ESTRATTO DEL DOCUMENTO
◆ ◆ ◆ ◆ ◆ ◆ ◆

Durante la cosiddetta "rivolta di gennaio", iniziata
il 6 gennaio di cento anni fa, Rosa Luxemburg viene rapita e poi assassinata,
insieme a Karl Liebknecht, dai soldati dei famigerati “Freikorps”, i gruppi paramilitari agli ordini del governo del premier
social-democratico Friedrich Ebert e del ministro della Difesa
Gustav Noske. Il corpo di Rosa,
gettato in un canale di Berlino, è recuperato solo il 31 maggio e sepolto nel cimitero
centrale di Friedrichsfelde. Si sa per certo che il brutale assassinio avviene
il 15 gennaio.
Da questo momento inizia un
vero e proprio processo di “beatificazione” per la rivoluzionaria polacco-tedesca
portato avanti dalla Sinistra mondiale delle più varie sfumature: già
nel 1926 a lei, Karl Liebknecht, Leo Jogiches e Franz Mehring viene
dedicato un monumento del famoso architetto Ludwig Mies van der Rohe, commissionato dal Partito Comunista Tedesco (la KPD) di
stretta osservanza moscovita. Successivamente, con la fondazione della Repubblica
Democratica Tedesca nel 1949 all’interno della zona di occupazione sovietica
della Germania sconfitta, praticamente tutto viene intitolato alla memoria di
Rosa Luxemburg e Karl Liebknecht: vie, piazze, scuole, biblioteche, musei,
perfino monete e francobolli. Il messaggio è molto chiaro ed elementare
(benché, come vedremo in seguito, completamente falso): le idee rivoluzionarie
della Luxemburg sono sopravvissute alla sua morte nel programma della KPD e si
sono poi finalmente concretizzate nella Germania “socialista”, resa possibile
dalle baionette russe dopo il crollo del regime nazista.

◆ ◆ ◆ ◆ ◆ ◆ ◆

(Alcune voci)

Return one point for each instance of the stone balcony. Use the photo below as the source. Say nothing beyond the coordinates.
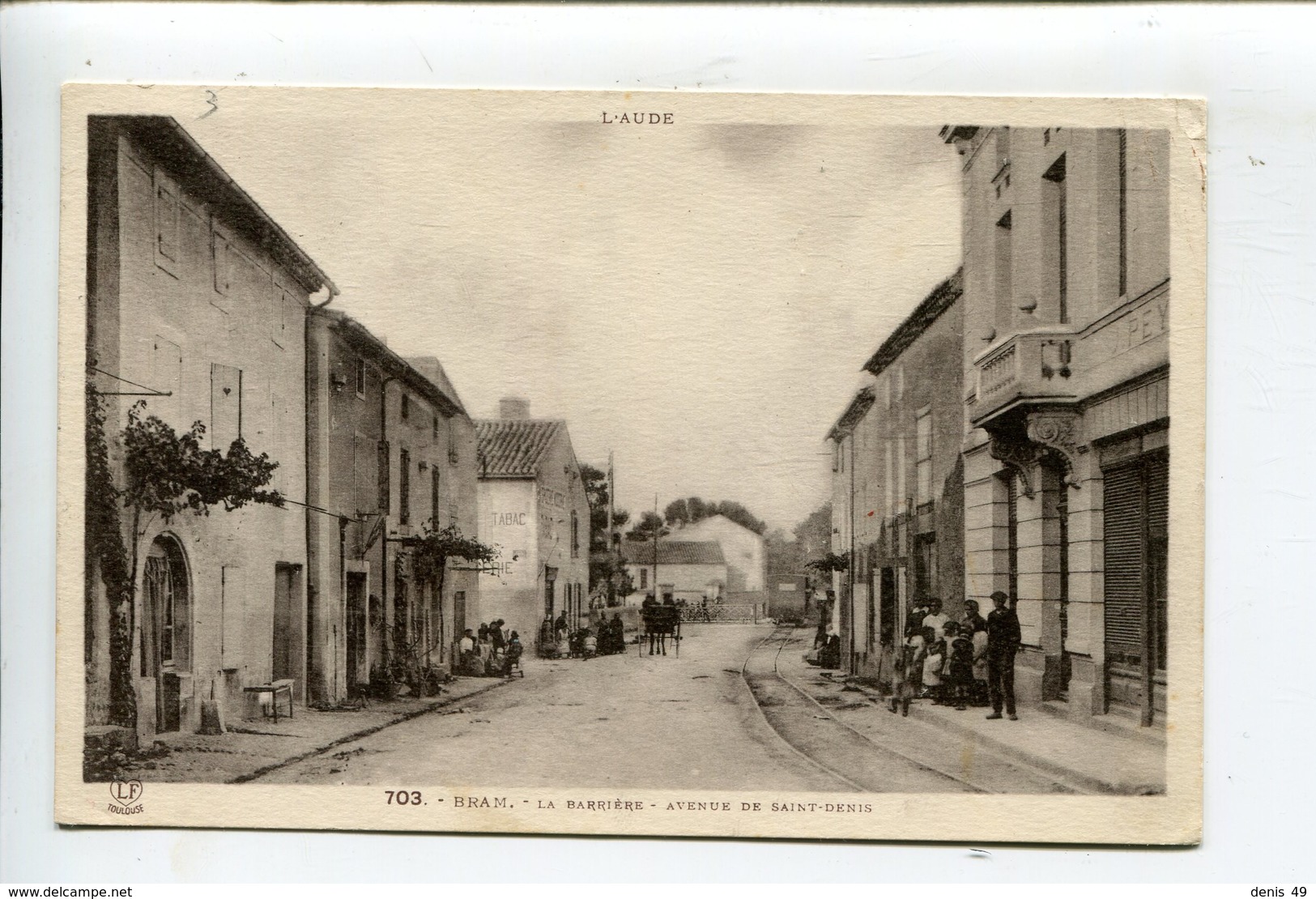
(1025, 369)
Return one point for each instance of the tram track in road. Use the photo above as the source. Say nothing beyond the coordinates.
(828, 743)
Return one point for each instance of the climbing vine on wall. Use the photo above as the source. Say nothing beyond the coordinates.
(164, 474)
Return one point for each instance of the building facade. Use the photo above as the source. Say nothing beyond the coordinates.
(390, 454)
(743, 551)
(532, 505)
(1067, 416)
(898, 484)
(196, 309)
(688, 570)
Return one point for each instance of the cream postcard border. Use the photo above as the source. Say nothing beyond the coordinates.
(1174, 818)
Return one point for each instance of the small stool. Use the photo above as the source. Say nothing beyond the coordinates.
(274, 690)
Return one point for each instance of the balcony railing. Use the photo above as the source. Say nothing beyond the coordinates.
(1035, 364)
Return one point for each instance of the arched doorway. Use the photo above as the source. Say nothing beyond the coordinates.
(166, 652)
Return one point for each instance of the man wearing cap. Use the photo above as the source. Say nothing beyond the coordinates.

◆ ◆ ◆ ◆ ◆ ◆ ◆

BREVE ESERCIZIO
Trascrivi dall'estratto su Rosa Luxemburg il passo che comincia con "Durante la cosiddetta" e finisce con "il 15 gennaio.".

SOLUZIONE
Durante la cosiddetta "rivolta di gennaio", iniziata
il 6 gennaio di cento anni fa, Rosa Luxemburg viene rapita e poi assassinata,
insieme a Karl Liebknecht, dai soldati dei famigerati “Freikorps”, i gruppi paramilitari agli ordini del governo del premier
social-democratico Friedrich Ebert e del ministro della Difesa
Gustav Noske. Il corpo di Rosa,
gettato in un canale di Berlino, è recuperato solo il 31 maggio e sepolto nel cimitero
centrale di Friedrichsfelde. Si sa per certo che il brutale assassinio avviene
il 15 gennaio.